Will the novel CRISPR/Cas9 technology for the generation of genetically modified animals increase the number of animals used and lead to a shift in the species used? Statement of the ISTT’s 3Rs Committee

The CRISPR/Cas9 technology emerged only recently. Still it is already obvious, that it makes the generation of genetically modified organisms more efficient than with conventional techniques. Moreover, species that were recalcitrant to those manipulations in the past are now amenable to genome editing.

What we initially saw in the rodent, especially the mouse research community, was a rush into the technique, where many scientists wanted to employ the new technology (me too). While there were a number of reports on off-target effects, it is now clear that off-target genome alterations are rarely found in an in vivo situation (Seruggia et al., 2015; Shen et al., 2014). Moreover modified nucleases are meanwhile available with no detectable off-target effects (Kleinstiver et al. 2016).

In the most widely used model organism in biomedical research, the mouse, the number of animals needed to generate a genetically modified line remains approximately the same with CRISPR/Cas9 as compared to conventional techniques. However, the ease at which new mutations are generated with the new system might lead to increased numbers of novel lines being produced (Williams et al., 2016). Moreover, numbers are also increasing for other species, especially zebrafish and rats (Auer and Del Bene, 2014; Hwang et al., 2013; Wang et al., 2015). As with all novel genetically modified lines, after their generation CRISPR/Cas9 generated animals need to be bred for experiments and are kept on the shelf for considerable time. Thereby, the increase in the number of lines generated will translate into larger numbers of additional animals bred.

» Required actions:
1 > Copy the CRISPR/Cas9 statement word for word, starting with "The CRISPR/Cas9 technology" and going on through "to genome editing.".
2 > List every literature citation that appears in parentheses in the CRISPR/Cas9 statement, giving authors and year as shown.
The records come from a different source than the CRISPR/Cas9 statement.

» Excerpted records:
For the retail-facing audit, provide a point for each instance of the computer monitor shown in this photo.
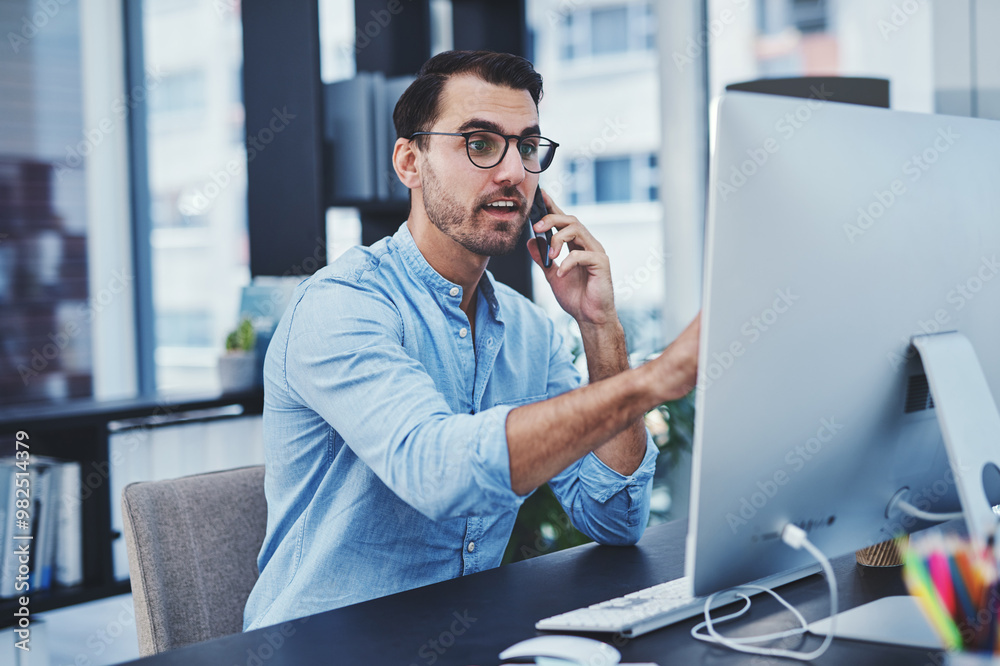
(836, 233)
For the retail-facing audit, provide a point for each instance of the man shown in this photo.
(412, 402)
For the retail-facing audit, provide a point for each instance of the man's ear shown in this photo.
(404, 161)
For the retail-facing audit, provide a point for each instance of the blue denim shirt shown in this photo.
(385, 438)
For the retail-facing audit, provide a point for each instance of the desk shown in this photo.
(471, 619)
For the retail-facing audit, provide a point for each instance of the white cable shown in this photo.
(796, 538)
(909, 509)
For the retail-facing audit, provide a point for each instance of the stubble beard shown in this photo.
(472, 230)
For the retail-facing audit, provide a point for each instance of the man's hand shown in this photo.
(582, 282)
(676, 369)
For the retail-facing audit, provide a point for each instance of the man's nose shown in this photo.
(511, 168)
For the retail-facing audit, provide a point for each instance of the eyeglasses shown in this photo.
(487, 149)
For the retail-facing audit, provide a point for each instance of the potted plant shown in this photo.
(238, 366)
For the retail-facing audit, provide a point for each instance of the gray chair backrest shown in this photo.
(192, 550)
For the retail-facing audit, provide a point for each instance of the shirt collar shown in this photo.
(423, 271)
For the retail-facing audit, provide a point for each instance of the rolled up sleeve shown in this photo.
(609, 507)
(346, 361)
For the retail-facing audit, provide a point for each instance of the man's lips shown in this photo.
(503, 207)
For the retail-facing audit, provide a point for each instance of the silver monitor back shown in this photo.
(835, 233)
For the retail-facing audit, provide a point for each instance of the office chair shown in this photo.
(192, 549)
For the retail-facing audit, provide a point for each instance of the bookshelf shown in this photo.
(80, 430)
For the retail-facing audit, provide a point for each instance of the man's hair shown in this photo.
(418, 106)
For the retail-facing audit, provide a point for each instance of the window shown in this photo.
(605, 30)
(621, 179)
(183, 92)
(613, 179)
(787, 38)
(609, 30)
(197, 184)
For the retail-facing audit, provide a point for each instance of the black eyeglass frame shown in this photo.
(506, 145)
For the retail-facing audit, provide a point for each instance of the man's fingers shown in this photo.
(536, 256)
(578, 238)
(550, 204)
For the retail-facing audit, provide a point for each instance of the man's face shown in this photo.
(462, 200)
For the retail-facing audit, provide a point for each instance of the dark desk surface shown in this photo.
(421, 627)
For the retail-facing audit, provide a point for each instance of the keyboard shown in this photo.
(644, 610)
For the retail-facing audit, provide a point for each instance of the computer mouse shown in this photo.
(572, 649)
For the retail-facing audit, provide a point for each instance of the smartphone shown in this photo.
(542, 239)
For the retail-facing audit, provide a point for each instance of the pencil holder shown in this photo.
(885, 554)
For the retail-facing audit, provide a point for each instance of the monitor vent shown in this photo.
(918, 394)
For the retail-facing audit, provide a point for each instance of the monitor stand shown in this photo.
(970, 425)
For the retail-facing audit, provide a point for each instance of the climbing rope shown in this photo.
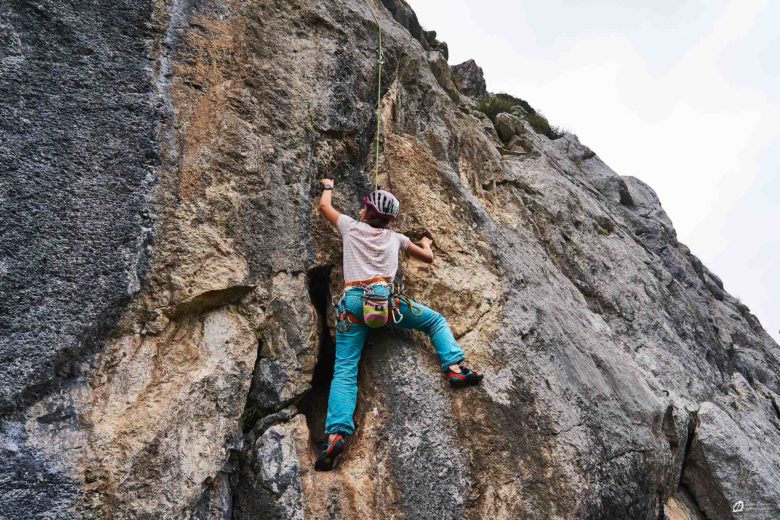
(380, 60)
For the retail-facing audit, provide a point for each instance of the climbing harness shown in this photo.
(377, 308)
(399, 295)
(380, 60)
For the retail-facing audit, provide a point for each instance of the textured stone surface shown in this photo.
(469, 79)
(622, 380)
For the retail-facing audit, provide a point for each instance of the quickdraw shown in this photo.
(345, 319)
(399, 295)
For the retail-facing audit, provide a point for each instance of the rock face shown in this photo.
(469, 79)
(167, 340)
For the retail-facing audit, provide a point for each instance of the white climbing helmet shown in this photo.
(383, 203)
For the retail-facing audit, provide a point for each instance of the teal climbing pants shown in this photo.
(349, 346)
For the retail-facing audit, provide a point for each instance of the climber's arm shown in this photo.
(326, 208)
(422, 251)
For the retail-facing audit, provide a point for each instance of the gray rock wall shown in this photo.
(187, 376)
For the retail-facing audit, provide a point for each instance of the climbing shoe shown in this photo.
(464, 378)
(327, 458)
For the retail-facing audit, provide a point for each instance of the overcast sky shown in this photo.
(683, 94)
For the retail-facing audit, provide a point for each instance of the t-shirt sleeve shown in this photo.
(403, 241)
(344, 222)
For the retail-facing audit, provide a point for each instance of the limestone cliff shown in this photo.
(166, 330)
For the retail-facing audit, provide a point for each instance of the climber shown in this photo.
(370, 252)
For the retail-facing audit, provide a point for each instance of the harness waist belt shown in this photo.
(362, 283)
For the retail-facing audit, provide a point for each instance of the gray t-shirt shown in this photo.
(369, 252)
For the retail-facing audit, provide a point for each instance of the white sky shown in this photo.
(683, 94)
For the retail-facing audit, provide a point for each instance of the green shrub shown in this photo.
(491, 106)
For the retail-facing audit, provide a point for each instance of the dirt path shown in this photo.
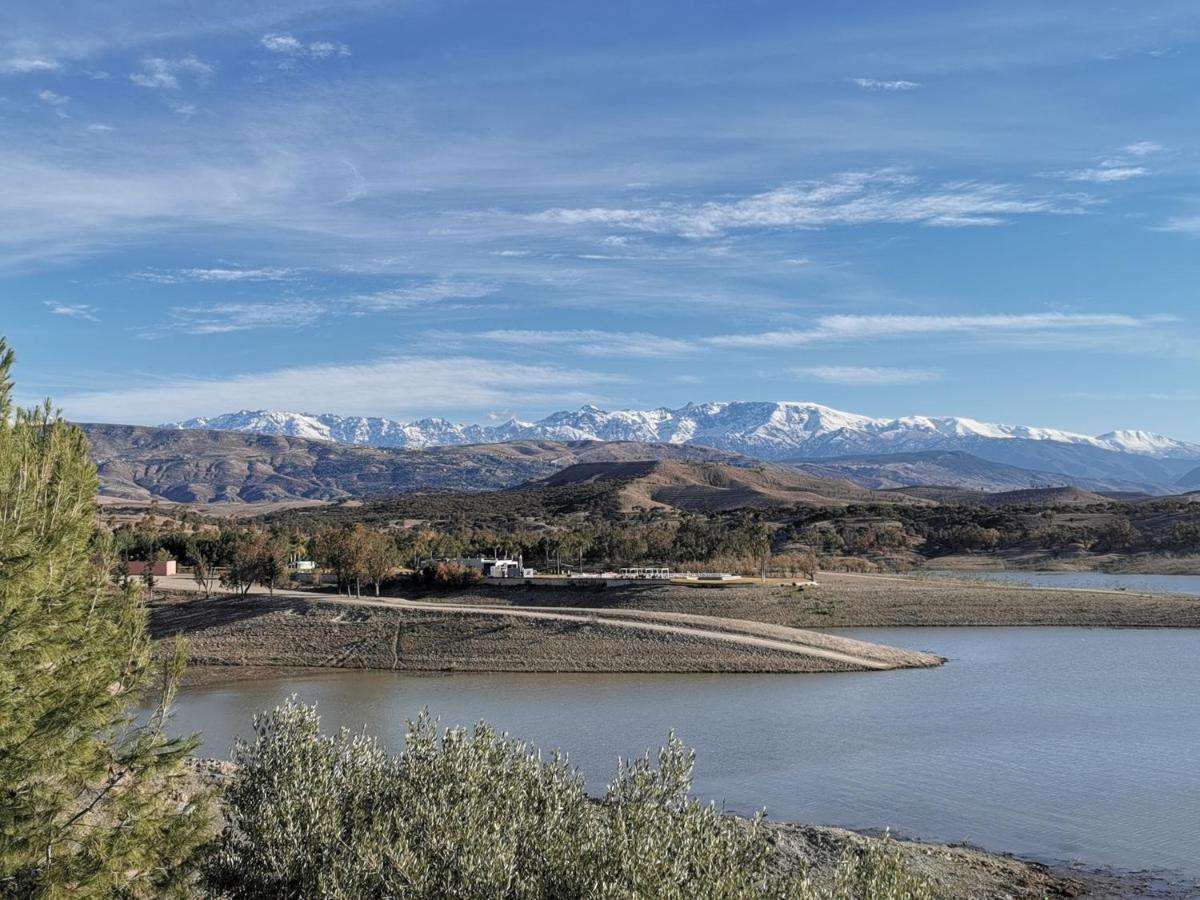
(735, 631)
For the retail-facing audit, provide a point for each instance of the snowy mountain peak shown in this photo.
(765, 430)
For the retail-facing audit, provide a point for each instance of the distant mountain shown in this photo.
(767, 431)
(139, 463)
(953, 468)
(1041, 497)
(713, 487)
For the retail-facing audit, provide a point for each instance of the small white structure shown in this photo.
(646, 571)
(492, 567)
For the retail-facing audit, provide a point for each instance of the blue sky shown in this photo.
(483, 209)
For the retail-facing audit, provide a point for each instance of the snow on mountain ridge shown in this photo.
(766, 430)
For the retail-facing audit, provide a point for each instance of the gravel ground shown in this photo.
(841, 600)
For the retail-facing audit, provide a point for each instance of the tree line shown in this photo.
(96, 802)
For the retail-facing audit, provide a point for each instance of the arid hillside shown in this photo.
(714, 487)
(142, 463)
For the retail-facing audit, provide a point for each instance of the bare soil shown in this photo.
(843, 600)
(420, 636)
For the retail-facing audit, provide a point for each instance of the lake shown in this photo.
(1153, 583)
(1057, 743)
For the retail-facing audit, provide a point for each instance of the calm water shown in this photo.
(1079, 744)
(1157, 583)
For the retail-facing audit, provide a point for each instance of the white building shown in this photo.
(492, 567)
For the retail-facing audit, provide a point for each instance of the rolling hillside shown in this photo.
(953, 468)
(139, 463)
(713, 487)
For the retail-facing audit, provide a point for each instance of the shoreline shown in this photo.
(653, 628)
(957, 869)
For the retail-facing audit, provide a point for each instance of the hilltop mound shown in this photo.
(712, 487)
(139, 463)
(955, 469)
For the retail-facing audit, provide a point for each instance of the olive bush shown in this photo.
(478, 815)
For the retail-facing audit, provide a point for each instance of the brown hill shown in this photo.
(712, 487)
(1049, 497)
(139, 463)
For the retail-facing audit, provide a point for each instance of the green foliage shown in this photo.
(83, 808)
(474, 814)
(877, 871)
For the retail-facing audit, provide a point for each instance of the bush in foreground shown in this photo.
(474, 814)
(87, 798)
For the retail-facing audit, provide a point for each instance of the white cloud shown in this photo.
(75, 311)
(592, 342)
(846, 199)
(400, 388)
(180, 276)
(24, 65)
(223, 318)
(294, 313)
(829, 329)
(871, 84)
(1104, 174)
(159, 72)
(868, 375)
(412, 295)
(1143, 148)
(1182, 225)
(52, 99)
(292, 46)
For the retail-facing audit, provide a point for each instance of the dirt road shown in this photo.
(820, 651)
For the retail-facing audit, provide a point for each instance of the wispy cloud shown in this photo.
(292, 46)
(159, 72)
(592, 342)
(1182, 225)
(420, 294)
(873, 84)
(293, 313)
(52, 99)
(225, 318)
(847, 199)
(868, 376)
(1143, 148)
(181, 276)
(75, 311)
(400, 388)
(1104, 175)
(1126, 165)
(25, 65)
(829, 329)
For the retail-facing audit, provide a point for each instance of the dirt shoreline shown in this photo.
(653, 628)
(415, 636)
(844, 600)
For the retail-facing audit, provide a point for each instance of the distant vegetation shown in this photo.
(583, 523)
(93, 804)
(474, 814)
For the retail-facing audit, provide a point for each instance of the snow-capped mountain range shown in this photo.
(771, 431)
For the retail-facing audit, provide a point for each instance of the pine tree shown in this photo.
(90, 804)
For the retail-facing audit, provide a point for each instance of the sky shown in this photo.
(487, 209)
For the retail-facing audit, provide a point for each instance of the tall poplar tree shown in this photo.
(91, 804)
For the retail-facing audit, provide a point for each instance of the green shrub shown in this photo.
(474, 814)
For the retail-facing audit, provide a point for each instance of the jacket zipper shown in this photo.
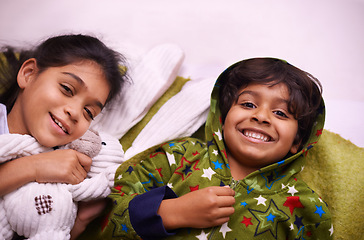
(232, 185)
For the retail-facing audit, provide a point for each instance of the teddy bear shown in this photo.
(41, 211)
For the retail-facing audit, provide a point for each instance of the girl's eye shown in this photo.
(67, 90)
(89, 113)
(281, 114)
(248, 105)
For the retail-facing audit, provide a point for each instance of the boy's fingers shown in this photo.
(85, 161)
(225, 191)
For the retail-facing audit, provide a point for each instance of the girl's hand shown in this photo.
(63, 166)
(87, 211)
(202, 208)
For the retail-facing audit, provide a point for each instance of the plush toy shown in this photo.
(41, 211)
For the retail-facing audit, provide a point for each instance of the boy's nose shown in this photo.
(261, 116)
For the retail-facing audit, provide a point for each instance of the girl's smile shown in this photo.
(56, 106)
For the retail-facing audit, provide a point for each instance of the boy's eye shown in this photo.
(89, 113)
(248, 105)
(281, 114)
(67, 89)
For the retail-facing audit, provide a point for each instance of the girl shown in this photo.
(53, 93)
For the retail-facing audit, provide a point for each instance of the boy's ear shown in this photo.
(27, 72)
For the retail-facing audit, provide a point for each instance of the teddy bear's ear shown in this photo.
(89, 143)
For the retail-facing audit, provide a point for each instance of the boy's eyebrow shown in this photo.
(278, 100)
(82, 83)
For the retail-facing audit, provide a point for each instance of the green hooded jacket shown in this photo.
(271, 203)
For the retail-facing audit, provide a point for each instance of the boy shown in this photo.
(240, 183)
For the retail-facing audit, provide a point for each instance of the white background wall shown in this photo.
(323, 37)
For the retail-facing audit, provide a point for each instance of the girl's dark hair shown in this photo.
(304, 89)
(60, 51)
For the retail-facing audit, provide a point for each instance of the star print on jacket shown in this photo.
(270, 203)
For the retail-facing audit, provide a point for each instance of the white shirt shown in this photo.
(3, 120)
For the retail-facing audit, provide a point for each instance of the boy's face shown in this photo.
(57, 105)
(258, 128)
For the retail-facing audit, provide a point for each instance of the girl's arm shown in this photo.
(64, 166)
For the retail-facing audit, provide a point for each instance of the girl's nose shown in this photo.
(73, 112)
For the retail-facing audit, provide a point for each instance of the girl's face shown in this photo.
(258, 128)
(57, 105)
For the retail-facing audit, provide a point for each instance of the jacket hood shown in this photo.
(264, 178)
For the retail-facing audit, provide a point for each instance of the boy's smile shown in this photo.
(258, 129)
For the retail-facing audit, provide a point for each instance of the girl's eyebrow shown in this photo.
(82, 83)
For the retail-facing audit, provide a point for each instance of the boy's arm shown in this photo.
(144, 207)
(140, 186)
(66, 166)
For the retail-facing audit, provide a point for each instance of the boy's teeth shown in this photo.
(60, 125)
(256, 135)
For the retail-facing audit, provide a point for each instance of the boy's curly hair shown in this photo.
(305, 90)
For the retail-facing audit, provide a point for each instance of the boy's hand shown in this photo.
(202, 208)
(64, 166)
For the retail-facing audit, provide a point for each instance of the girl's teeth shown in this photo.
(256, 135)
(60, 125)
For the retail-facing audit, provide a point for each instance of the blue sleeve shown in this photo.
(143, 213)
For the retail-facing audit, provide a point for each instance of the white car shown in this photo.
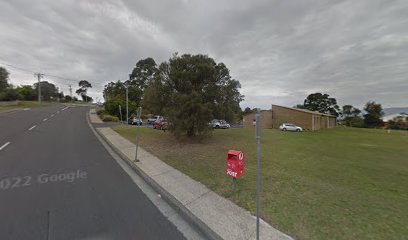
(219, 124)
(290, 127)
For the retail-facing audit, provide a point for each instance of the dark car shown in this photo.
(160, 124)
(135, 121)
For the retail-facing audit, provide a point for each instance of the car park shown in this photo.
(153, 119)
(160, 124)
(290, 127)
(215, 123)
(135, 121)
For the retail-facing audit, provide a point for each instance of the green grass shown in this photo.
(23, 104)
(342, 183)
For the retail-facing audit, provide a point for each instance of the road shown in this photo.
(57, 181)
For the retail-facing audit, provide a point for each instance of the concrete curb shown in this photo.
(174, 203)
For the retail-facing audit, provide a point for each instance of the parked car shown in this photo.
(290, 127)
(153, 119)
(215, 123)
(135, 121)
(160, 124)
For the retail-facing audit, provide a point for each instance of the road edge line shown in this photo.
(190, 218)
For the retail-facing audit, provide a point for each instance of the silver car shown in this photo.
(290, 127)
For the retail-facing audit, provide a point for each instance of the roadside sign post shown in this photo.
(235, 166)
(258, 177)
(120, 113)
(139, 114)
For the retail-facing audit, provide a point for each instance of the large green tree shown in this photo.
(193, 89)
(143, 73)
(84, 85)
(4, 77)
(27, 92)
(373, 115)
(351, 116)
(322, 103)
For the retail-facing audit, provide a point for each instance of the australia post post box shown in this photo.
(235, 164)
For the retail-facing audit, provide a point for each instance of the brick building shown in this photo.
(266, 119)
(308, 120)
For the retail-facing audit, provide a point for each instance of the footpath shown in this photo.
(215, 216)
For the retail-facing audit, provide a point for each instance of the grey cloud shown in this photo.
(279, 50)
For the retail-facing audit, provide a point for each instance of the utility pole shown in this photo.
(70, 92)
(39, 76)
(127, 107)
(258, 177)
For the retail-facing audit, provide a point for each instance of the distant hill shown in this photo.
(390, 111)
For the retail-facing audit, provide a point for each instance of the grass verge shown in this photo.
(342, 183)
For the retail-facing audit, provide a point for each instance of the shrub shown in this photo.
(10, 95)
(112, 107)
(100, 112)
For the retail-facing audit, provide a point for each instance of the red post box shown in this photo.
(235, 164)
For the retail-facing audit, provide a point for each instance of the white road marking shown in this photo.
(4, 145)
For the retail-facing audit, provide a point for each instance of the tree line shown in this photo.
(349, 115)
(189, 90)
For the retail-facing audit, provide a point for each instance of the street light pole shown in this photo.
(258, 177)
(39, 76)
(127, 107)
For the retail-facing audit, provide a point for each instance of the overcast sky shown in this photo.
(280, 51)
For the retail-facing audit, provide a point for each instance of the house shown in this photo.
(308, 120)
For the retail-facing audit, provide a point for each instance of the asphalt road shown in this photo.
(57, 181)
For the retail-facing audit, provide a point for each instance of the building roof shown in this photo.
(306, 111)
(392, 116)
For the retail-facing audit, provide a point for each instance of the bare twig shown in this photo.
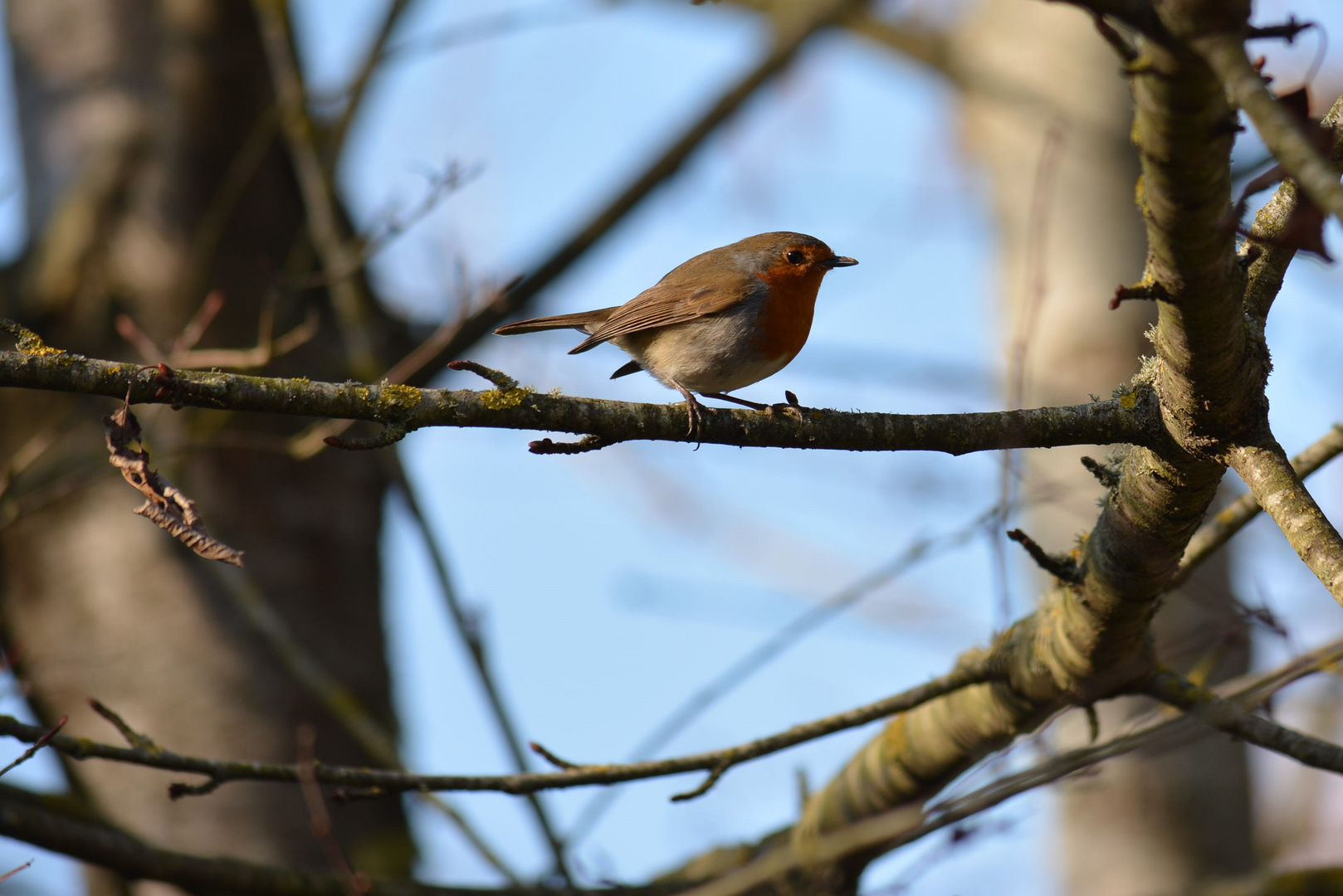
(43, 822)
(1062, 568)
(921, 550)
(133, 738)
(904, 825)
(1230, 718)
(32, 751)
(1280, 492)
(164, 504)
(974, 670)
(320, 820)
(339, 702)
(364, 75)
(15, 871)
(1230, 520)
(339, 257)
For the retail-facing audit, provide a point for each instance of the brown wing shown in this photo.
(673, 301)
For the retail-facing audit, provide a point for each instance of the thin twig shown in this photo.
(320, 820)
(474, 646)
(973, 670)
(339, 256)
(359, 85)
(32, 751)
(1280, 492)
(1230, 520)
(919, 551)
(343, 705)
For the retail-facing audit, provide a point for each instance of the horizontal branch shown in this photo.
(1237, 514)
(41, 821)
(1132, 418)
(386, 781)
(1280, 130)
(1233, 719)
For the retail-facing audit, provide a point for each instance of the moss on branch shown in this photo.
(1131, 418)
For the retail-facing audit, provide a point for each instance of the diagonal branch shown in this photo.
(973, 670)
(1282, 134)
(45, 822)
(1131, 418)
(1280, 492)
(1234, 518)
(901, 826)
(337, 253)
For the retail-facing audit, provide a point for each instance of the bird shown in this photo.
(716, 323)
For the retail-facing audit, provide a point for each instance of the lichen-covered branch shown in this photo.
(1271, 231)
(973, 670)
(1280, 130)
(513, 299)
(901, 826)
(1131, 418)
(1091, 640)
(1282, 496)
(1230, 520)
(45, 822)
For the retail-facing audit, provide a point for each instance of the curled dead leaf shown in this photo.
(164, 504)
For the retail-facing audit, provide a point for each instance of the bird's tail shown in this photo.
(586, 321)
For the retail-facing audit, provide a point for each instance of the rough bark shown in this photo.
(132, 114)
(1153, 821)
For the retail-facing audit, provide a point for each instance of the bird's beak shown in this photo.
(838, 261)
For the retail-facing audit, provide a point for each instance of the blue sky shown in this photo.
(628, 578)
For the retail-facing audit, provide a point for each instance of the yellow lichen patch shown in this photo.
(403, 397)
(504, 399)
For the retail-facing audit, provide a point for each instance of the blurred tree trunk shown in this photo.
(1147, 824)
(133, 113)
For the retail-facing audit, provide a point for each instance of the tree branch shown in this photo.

» Task responses:
1 >
The CRISPR/Cas9 technology emerged only recently. Still it is already obvious, that it makes the generation of genetically modified organisms more efficient than with conventional techniques. Moreover, species that were recalcitrant to those manipulations in the past are now amenable to genome editing.

2 >
- Seruggia et al., 2015
- Shen et al., 2014
- Kleinstiver et al. 2016
- Williams et al., 2016
- Auer and Del Bene, 2014
- Hwang et al., 2013
- Wang et al., 2015